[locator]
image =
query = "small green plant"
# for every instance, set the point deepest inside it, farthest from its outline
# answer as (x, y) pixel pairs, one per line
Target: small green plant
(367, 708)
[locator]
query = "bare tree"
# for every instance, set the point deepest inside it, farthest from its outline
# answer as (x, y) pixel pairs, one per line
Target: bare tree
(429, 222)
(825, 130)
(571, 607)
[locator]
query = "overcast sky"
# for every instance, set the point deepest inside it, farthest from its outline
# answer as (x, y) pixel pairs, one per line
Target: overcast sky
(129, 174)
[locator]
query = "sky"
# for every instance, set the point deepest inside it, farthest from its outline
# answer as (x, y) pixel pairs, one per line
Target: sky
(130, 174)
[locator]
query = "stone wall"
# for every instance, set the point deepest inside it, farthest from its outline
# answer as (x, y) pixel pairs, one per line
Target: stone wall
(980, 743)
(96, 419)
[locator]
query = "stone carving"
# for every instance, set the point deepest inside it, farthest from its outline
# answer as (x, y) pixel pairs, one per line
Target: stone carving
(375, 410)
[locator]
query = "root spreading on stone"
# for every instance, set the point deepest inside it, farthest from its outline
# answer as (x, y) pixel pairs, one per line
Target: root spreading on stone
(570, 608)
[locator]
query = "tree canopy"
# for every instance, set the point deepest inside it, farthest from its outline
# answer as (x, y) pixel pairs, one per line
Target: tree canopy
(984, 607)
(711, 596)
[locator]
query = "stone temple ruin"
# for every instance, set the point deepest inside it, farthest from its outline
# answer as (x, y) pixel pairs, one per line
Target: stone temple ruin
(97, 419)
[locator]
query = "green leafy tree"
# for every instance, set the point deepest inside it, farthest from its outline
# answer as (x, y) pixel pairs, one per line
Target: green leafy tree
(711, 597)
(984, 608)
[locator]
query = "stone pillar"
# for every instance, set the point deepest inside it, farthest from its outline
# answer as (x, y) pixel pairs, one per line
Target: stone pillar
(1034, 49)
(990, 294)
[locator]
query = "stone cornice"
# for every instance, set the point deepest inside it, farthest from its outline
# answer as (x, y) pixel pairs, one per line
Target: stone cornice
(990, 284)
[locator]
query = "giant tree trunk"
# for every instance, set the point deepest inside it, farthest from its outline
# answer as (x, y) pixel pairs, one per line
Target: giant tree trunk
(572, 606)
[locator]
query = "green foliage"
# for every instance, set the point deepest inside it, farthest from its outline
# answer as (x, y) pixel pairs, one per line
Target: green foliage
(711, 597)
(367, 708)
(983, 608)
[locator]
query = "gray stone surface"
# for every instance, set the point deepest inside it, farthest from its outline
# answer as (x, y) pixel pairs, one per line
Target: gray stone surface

● **JOB**
Extract every line of the listing above that contains the string "temple".

● **ANSWER TO THIS TASK**
query = "stone temple ruin"
Target: stone temple ruin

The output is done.